What you have to do.
Nothing but the lines from the one containing "Target: apartment window" to the end of the data should be returned, each exactly as written.

*** Data to examine Section Begins ***

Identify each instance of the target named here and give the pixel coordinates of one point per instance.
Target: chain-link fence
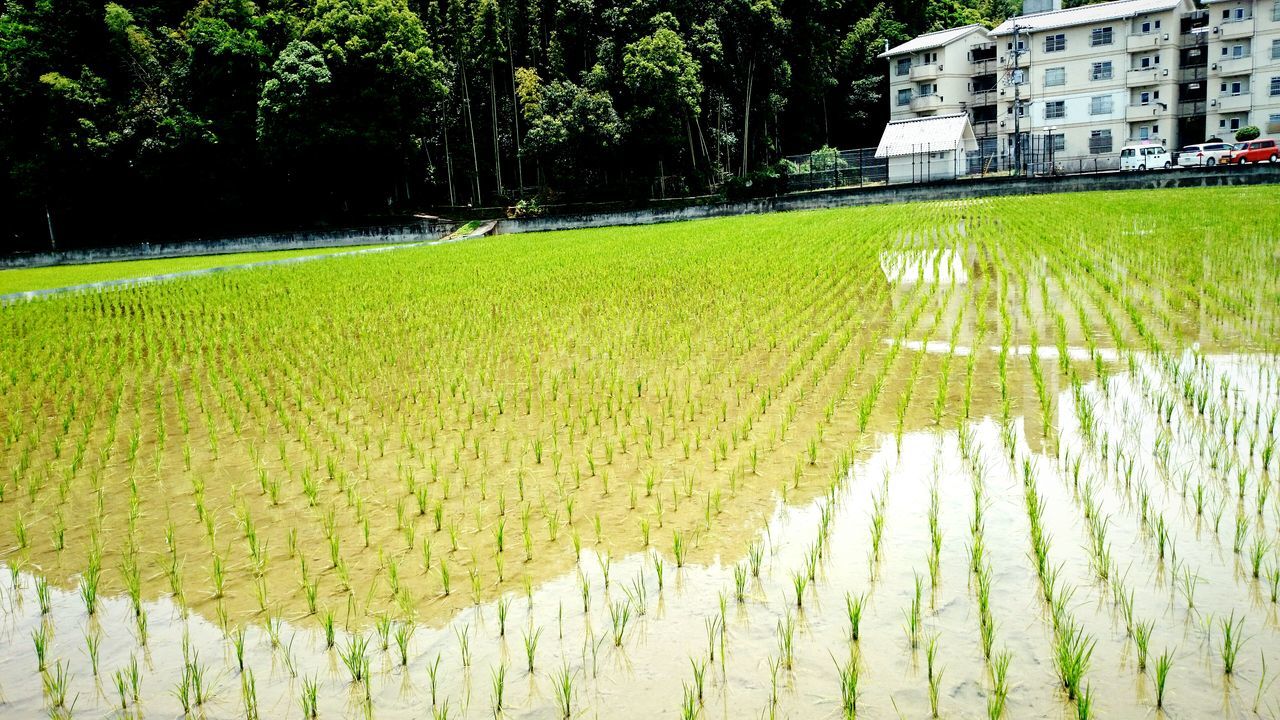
(835, 168)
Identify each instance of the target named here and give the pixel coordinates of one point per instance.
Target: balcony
(926, 103)
(983, 98)
(1137, 112)
(1234, 103)
(1138, 77)
(926, 72)
(1193, 74)
(1144, 42)
(1233, 65)
(982, 128)
(1235, 30)
(1192, 108)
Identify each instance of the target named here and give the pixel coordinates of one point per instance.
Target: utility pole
(1018, 101)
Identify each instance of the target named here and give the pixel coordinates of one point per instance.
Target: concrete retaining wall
(956, 190)
(344, 237)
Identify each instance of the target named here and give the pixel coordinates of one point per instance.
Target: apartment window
(1100, 141)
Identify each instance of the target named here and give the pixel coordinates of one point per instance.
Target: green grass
(65, 276)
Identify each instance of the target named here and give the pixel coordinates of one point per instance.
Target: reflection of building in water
(910, 267)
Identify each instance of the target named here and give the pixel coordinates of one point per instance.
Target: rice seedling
(498, 683)
(620, 614)
(562, 688)
(799, 580)
(530, 638)
(56, 684)
(1073, 652)
(310, 698)
(854, 610)
(849, 675)
(786, 641)
(40, 638)
(1162, 665)
(355, 657)
(1232, 633)
(935, 674)
(1142, 639)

*** Data to examine Section Ends ***

Task output.
Target: apartment window
(1100, 141)
Identify each instance of the target named here and give the pixel coordinates of one point per instance.
Target: green grass
(65, 276)
Identify each instance of the target named here and give the pixel coordinates of one point per instance.
Target: reflection of building in water
(910, 267)
Identify each instance of the target named here and give the pixel coordinates of one point per instance.
Target: rice seedling
(498, 683)
(620, 614)
(562, 688)
(799, 580)
(530, 638)
(56, 684)
(1073, 652)
(310, 698)
(854, 610)
(849, 675)
(786, 641)
(40, 638)
(1162, 665)
(355, 657)
(1232, 633)
(935, 674)
(1142, 639)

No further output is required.